■ Excerpted text
<<<<
Published in The Express Tribune, May 27th, 2012.
The Sindhi nationalist groups have denied their involvement. The firebrand leader of the Awami Tehreek, Ayaz Palijo, who had led the Mohabbat-e-Sindh rally in Karachi, said at a news conference that “This [killing] has been carried out by local agents of the Muttahida Qaumi Movement (MQM), the CIA and RAW”, the last two names clearly a sarcastic reference to well-known police ‘diagnosis’ of violence they cannot figure out.
Another Sindhi nationalist leader, Dr Qadir Magsi of the Sindh Taraqqi Pasand Party, said that the killers were the same “who had orchestrated the recent killings in Karachi and dumped Muzaffar Bhutto’s body in Hyderabad”. The Jeay Sindh Qaumi Mahaz leader said that “the killings were a conspiracy to undermine our peaceful political struggle” and demanded a commission of Supreme Court judges to probe the incident and the attack on the Mohabbat-e-Sindh rally in Karachi.
Sindhi nationalists have been seen as pacifists but the latest incident of violence might have opened a new phase, which may be an emulation of the overall level of violence found across the entire length and breadth of Pakistan in general, and Karachi in particular. The MQM has always been the target of nationalist opprobrium but the ongoing ‘collaboration’ of the PPP — the popular party that steals the nationalist thunder among voters — and the MQM could have triggered it.
Sindhi sub-nationalist demands have ranged from greater cultural, economic and political rights to political autonomy, to outright secession from Pakistan and the creation of an independent state. It has clashed with another sub-nationalism centred on “Muhajir Suba”, which the Sindhi nationalists claim has been instigated by the MQM.
>>>>
■ Directions
1. In the text on Sindhi nationalists, why does the writer call Ayaz Palijo's mention of the CIA and RAW sarcastic? Answer in one to three sentences.
2. Carry the text on Sindhi nationalism forward from its final sentence.

■ Source information
<<<<
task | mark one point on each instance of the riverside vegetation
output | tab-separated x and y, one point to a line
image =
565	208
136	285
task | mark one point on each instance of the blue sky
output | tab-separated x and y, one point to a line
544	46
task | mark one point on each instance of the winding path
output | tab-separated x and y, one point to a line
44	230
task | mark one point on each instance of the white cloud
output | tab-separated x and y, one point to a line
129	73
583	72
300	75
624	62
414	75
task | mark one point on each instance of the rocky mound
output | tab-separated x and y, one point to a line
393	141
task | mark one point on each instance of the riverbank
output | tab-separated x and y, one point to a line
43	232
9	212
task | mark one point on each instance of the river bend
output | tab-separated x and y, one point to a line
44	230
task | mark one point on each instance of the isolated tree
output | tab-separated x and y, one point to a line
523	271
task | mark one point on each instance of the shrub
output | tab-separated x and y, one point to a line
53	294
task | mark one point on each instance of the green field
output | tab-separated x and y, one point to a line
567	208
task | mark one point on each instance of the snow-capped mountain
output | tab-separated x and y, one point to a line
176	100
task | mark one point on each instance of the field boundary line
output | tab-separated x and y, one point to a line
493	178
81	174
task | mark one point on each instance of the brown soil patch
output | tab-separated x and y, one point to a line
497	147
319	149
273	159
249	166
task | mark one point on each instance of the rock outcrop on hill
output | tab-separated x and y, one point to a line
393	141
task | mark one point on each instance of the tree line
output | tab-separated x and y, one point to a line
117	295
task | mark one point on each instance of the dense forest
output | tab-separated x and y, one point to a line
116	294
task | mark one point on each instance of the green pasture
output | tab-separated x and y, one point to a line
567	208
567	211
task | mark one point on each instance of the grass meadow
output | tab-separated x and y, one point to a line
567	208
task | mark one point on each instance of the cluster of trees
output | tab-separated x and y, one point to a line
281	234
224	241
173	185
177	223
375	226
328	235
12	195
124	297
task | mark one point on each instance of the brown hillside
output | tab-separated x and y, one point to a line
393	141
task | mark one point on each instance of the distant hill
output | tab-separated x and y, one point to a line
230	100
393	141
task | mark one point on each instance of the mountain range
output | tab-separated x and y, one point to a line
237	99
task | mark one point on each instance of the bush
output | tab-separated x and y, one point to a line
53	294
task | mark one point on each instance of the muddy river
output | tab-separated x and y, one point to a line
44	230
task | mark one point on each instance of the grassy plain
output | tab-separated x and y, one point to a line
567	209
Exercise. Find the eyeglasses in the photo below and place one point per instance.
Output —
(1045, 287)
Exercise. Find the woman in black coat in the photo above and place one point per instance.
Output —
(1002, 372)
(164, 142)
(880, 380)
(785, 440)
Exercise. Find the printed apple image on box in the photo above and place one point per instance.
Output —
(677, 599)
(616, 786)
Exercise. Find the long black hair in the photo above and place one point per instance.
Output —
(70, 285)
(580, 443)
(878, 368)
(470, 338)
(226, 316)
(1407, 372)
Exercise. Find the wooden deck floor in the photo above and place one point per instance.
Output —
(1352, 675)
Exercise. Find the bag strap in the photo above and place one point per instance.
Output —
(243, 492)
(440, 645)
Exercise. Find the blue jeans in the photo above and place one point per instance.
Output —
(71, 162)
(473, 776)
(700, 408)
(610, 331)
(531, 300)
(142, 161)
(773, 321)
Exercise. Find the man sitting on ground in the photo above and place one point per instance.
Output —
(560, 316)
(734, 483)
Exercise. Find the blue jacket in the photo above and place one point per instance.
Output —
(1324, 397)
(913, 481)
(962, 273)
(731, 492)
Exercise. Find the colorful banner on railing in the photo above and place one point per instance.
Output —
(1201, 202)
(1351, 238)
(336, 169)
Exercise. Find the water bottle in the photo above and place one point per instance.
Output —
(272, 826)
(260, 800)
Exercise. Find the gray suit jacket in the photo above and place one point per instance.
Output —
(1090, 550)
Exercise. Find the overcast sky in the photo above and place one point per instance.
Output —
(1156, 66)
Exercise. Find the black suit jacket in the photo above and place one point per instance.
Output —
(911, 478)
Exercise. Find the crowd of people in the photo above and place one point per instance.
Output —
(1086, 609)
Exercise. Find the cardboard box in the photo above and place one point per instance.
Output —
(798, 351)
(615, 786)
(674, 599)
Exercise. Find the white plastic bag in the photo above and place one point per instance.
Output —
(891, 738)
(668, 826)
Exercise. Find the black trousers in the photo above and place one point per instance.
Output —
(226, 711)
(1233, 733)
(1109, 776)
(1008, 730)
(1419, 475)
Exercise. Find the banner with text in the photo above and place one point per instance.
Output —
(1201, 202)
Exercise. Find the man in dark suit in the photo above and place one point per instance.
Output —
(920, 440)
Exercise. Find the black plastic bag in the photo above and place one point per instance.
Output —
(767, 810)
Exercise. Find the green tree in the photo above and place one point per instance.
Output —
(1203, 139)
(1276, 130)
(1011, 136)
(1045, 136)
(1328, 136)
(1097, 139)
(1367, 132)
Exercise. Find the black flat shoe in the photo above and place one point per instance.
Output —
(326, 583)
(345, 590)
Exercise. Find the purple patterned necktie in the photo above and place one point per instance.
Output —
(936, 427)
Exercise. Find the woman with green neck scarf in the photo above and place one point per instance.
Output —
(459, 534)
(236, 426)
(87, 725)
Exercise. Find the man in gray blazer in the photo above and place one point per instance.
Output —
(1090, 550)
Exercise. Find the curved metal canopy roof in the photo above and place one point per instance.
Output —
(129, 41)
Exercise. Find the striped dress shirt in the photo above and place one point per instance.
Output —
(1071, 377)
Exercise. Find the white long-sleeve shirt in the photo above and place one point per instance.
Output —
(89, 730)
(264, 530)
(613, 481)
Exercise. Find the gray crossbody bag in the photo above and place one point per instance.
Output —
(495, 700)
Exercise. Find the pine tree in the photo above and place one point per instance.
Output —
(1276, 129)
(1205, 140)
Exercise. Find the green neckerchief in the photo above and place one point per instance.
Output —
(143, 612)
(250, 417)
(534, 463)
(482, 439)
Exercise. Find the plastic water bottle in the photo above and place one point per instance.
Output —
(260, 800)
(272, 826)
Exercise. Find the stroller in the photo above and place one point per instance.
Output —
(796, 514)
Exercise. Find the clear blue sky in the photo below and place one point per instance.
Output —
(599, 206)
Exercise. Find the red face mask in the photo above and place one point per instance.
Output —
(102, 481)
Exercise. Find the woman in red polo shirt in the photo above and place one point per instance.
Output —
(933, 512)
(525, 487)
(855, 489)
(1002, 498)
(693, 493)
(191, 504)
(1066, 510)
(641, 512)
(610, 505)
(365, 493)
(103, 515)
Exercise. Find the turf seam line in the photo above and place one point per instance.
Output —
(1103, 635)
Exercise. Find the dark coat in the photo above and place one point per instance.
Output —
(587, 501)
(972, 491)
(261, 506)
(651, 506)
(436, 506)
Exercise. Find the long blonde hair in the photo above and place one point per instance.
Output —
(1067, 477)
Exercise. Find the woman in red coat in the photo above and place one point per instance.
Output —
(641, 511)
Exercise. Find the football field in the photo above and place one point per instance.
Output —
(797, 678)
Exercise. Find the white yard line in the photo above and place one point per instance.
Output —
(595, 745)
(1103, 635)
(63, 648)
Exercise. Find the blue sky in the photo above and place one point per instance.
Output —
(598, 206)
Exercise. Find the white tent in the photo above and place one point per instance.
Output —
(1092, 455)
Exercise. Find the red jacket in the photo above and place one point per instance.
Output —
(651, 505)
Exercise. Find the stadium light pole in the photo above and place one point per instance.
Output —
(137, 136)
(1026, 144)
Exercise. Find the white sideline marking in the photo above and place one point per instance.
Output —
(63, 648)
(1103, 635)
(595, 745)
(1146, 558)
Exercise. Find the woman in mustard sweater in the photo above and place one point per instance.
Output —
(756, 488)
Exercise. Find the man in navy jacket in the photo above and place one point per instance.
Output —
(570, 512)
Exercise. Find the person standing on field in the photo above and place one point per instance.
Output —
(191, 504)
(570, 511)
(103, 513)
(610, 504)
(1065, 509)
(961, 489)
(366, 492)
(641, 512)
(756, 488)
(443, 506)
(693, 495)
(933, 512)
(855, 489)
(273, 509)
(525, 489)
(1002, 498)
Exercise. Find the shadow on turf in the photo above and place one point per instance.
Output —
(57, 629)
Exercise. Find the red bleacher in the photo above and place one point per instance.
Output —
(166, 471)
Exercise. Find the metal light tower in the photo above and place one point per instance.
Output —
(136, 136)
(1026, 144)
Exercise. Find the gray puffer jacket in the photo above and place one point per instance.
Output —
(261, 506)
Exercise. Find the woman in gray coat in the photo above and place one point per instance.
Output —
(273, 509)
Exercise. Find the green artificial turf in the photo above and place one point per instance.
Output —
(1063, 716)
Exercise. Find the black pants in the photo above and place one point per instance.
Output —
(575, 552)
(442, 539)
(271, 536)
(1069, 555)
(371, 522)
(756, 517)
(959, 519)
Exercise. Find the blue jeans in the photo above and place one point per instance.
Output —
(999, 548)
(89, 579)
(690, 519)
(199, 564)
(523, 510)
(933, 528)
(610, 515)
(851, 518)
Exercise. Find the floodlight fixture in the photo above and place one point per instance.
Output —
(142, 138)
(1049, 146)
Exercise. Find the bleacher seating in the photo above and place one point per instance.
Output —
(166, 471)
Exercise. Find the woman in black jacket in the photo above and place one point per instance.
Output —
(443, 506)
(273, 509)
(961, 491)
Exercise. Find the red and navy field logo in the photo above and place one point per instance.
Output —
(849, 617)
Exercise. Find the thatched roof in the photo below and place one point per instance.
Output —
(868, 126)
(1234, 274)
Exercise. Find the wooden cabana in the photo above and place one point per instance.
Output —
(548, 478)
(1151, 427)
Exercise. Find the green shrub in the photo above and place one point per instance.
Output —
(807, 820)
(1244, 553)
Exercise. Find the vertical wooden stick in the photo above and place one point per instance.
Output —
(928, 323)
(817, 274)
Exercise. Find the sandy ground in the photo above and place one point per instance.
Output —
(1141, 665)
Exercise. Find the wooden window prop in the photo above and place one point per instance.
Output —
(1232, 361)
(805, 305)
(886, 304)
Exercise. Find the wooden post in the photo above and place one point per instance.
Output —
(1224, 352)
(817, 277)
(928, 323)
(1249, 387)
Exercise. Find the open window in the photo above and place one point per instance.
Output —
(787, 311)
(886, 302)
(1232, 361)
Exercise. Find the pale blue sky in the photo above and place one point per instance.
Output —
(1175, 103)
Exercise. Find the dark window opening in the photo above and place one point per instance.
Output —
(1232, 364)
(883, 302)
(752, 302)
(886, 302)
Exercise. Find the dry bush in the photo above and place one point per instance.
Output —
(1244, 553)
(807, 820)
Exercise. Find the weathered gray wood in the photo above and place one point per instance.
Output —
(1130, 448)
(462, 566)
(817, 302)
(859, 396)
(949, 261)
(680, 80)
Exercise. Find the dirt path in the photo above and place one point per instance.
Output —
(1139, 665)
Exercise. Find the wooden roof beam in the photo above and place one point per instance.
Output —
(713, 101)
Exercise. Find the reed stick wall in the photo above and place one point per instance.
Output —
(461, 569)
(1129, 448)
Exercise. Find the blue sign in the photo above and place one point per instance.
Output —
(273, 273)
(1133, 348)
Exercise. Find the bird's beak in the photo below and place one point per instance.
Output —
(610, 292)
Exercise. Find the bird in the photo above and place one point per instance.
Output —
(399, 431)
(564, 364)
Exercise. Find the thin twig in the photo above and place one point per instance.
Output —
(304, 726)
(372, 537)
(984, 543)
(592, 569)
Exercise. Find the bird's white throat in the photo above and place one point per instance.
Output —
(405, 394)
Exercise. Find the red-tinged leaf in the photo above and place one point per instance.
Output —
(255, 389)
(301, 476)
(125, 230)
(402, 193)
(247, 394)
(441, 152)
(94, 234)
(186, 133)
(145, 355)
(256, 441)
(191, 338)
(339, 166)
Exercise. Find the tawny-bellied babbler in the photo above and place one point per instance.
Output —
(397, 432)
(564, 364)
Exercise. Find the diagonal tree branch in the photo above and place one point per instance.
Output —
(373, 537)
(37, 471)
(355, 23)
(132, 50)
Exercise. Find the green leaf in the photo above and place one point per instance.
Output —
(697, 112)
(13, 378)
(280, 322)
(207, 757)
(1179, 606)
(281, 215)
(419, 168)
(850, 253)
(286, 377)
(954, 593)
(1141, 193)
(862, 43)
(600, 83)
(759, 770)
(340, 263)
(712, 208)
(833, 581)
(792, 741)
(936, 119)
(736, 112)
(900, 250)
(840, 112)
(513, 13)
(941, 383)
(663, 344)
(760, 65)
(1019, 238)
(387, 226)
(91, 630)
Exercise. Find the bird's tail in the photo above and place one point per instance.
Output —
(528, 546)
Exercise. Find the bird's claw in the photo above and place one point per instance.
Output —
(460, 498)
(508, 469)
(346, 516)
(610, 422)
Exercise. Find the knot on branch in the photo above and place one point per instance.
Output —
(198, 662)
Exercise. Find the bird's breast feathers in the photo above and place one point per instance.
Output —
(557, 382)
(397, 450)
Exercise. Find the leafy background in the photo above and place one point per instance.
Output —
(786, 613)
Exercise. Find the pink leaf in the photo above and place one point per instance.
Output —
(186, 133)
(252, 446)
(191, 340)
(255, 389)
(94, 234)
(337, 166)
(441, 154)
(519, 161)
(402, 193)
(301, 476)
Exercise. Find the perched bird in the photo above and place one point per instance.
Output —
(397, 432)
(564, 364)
>>>>
■ Results of the tasks
1. The writer sees the two names as a mocking echo of a well-known police "diagnosis." Police routinely blame those agencies for violence they cannot figure out.

2.
The nationalists have reacted to two recent murders of their leaders. This could be quietened down through negotiations or it could be the beginning of a violent change in the Sindhi nationalist movement. It is a grassroots movement with classical local charisma against the ingress of alien populations into the region. Its primordial appeal affects all parties in Sindh: both the PPP and the MQM have a stance on the Kalabagh Dam that measures the depth of the nationalist appeal.
Democracy takes care of these anthropologically-oriented movements through participation and representation. The movement of alienation in interior Sindh was fostered by long periods of undemocratic military rule and its accompanying policies, and today the passions have been fanned again by the breakdown of the state through terrorism and the rising level of violence. The national economy has broken down under unrealistic policies adopted in Islamabad and Rawalpindi in two respects: the internal politics of party conflict at times referred to as ‘long march’, and the regional honour-based policy defying the international community which could have helped in Pakistan’s economic bailout at this delicate juncture. By doing this, the ruling elite has tilted in favour of the terrorist groups that have made governance nearly impossible in Pakistan and threatens its neighbours as well as the world at large.
Published in The Express Tribune, May 27th, 2012.